What to do: Pick out each line in the records that contains the string "integer", and copy those lines. Treat uppercase and lowercase as different.

Records of labeled boxes
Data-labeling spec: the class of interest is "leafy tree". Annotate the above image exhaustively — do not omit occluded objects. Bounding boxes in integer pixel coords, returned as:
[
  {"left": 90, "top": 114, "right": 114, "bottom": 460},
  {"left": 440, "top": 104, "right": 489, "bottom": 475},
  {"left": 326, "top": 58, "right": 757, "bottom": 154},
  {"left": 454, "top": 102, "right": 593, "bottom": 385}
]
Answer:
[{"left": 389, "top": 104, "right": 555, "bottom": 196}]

...

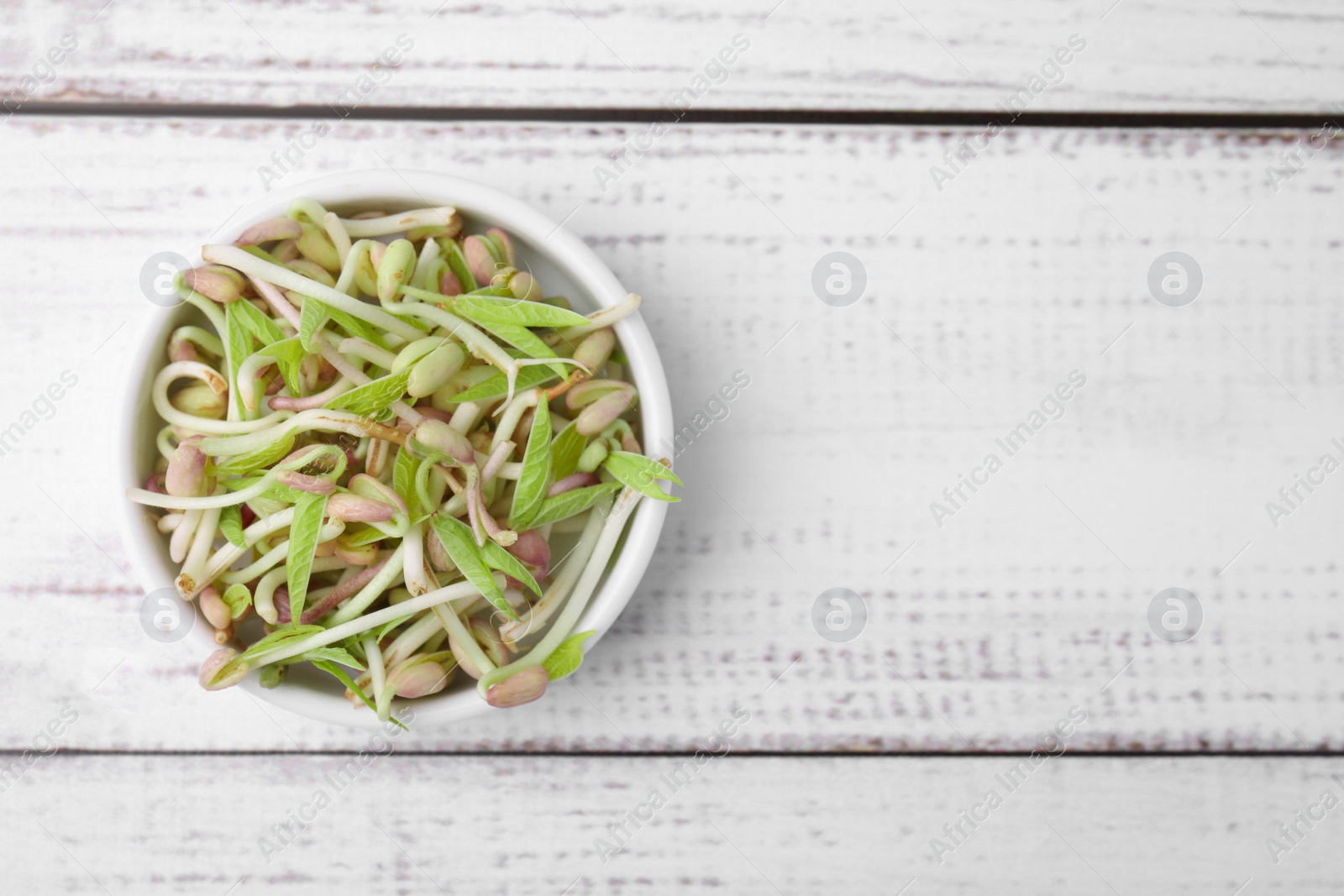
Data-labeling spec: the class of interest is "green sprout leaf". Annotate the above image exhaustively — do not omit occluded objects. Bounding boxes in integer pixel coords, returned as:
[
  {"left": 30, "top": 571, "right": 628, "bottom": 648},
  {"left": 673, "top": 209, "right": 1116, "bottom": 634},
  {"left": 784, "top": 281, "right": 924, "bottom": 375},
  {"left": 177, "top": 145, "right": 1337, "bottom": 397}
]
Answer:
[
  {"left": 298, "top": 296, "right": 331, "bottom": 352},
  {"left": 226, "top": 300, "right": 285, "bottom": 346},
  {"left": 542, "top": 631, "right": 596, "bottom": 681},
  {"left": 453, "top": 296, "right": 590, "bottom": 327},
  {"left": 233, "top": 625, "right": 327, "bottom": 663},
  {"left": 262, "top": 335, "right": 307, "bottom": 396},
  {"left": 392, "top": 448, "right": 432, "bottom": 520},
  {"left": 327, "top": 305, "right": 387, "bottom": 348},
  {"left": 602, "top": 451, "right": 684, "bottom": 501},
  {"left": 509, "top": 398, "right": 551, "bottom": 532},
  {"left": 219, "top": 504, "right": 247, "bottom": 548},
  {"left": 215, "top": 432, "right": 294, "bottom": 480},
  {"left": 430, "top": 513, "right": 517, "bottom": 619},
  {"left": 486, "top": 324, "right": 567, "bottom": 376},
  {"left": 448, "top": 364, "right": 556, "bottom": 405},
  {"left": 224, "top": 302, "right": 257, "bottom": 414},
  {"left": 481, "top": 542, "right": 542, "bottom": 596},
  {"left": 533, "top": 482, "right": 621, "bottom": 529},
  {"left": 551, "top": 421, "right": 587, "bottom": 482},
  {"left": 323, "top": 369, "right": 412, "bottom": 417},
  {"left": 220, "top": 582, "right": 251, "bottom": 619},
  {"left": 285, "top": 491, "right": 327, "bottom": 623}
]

The output:
Data-labeling spec: the class of interest is "leafy tree". Annotate the above image exhaustively — do not omit occluded objects. Bounding boxes in integer pixel coords, returned as:
Data-labeling spec: the class of interest is "green sprout leaf". Annotate the above image exhaustively — do not omit occluded objects. Bounding boxes in integer pixel coords, returned as:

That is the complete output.